Market Volatility and the Impact of AI Stock Declines
The U.S.-originated ‘AI bubble theory’ has resurfaced, leading to a significant decline in tech stocks on the New York Stock Exchange. This development had a ripple effect on global markets, including the KOSPI, which fell below the 3,900 mark during intraday trading on the 7th. Although the index managed to narrow its losses later in the day, it ultimately closed below the 4,000 threshold.
On the 7th, the KOSPI closed at 3,953.76, marking a 1.8% drop from the previous day. This was the first time the index closed below 4,000 in nine trading days since October 24 (3,941.59). During intraday trading, the index dropped as low as 3,887.32. All of the top 10 market cap stocks, including Samsung Electronics (-1.3%) and SK Hynix (-2.2%), experienced declines.
The immediate cause of the KOSPI’s drop was the weakness in major AI-related tech stocks on the New York Stock Exchange on the 6th. Companies such as NVIDIA (-3.7%), Palantir (-6.8%), and AMD (-7.3%) saw sharp declines, while the S&P 500 and Nasdaq Composite indices fell by 1.1% and 1.9%, respectively.

DATA SHOWN:
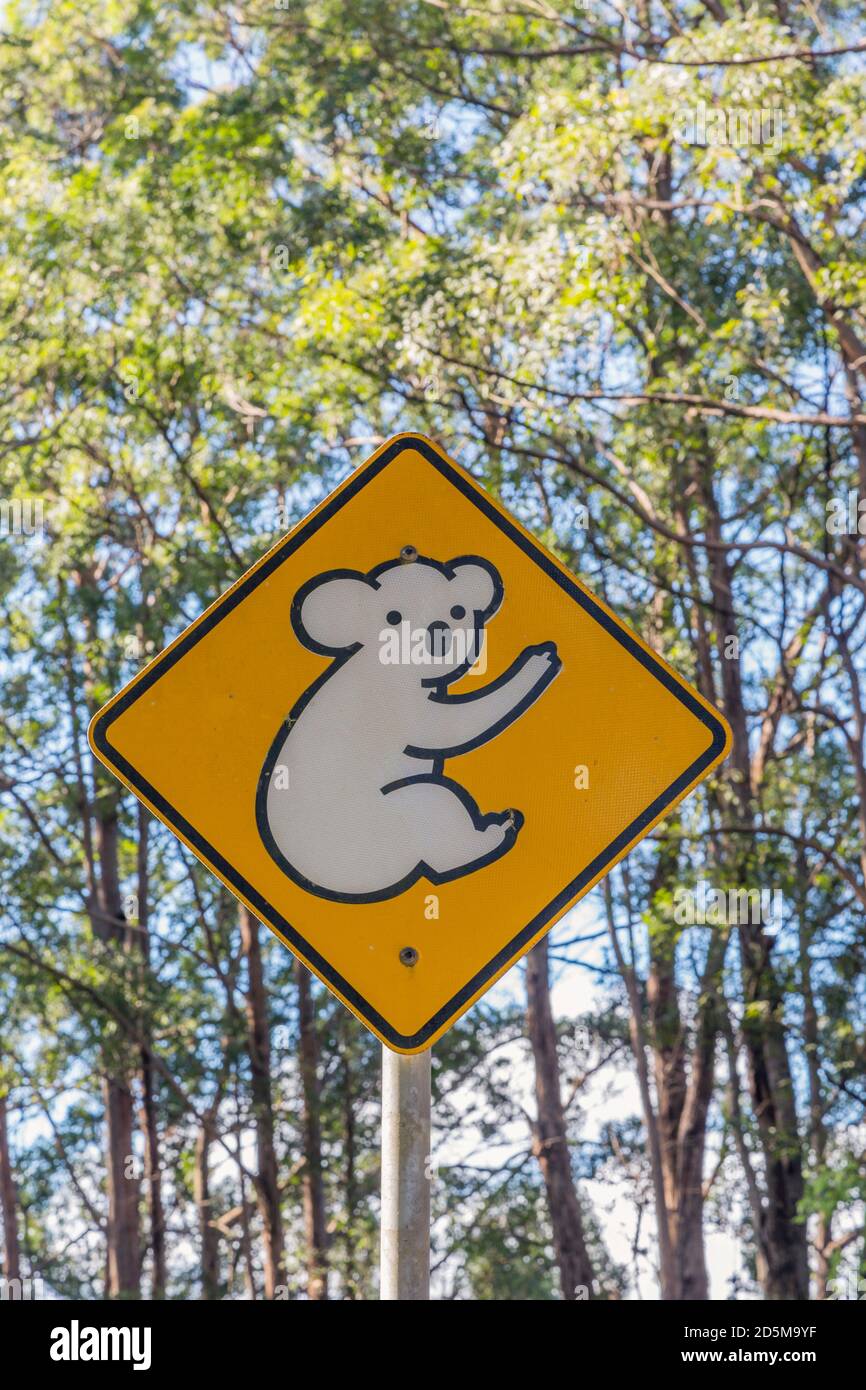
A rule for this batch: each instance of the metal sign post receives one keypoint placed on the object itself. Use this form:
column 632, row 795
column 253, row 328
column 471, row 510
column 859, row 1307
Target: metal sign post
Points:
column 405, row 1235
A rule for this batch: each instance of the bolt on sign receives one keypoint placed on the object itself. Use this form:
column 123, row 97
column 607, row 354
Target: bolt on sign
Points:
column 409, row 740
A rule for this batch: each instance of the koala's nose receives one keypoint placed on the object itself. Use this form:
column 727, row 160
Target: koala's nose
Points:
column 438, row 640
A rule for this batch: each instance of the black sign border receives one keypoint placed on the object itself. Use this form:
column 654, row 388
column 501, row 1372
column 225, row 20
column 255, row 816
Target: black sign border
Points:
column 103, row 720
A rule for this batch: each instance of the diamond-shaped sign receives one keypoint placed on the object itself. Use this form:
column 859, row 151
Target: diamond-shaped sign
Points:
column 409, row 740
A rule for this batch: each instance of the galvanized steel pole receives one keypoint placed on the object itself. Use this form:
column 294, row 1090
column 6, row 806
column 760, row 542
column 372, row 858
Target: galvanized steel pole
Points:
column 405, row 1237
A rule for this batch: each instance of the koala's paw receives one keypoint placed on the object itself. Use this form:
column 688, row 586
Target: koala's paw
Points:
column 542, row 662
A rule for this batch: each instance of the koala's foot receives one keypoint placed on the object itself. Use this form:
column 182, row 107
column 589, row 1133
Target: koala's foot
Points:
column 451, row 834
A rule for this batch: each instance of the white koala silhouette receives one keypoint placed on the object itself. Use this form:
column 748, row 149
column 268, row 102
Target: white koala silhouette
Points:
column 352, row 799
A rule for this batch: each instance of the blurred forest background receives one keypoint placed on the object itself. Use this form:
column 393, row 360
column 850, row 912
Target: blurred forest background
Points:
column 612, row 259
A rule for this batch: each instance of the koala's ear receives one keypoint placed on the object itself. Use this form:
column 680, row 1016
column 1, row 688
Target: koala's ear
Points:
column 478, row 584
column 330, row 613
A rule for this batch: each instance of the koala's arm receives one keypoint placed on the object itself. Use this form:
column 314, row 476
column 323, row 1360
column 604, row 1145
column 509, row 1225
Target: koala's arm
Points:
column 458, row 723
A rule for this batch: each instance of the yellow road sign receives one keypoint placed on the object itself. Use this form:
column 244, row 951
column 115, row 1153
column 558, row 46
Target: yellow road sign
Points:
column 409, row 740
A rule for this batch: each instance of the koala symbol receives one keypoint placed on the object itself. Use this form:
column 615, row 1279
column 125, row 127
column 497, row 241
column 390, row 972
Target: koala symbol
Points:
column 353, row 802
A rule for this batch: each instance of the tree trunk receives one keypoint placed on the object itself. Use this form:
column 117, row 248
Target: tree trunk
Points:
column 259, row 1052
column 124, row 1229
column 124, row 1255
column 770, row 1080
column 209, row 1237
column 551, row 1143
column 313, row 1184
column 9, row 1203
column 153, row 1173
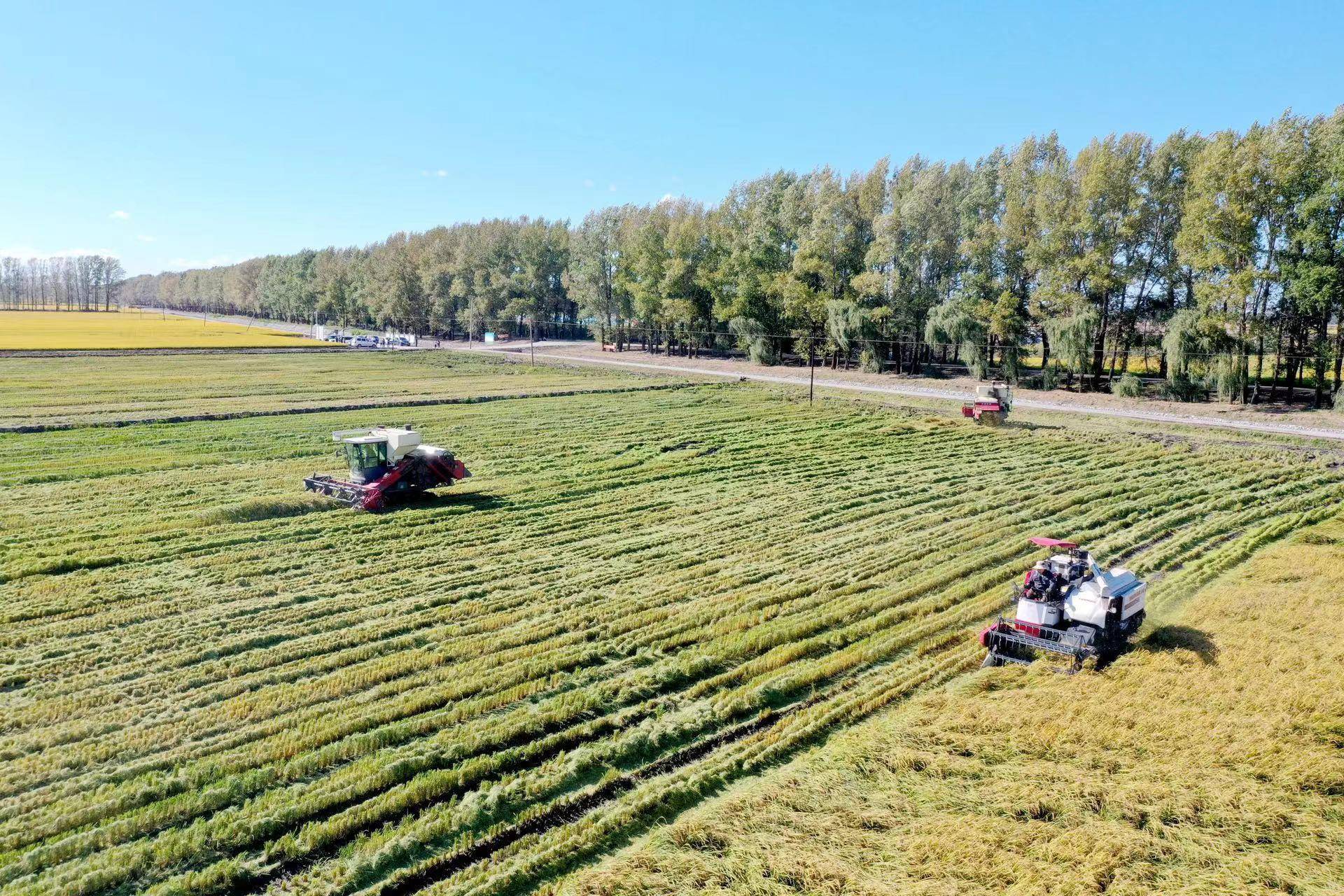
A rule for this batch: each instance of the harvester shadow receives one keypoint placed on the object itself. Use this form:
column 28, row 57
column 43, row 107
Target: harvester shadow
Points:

THE TASK:
Could you reproduce the stretch of the market volatility article starting at "Market Volatility and" and ending at "(-2.2%), experienced declines.", renaming "KOSPI" to "Korea Composite Stock Price Index"?

OUTPUT FOR THIS TASK:
Market Volatility and the Impact of AI Stock Declines
The U.S.-originated ‘AI bubble theory’ has resurfaced, leading to a significant decline in tech stocks on the New York Stock Exchange. This development had a ripple effect on global markets, including the Korea Composite Stock Price Index, which fell below the 3,900 mark during intraday trading on the 7th. Although the index managed to narrow its losses later in the day, it ultimately closed below the 4,000 threshold.
On the 7th, the Korea Composite Stock Price Index closed at 3,953.76, marking a 1.8% drop from the previous day. This was the first time the index closed below 4,000 in nine trading days since October 24 (3,941.59). During intraday trading, the index dropped as low as 3,887.32. All of the top 10 market cap stocks, including Samsung Electronics (-1.3%) and SK Hynix (-2.2%), experienced declines.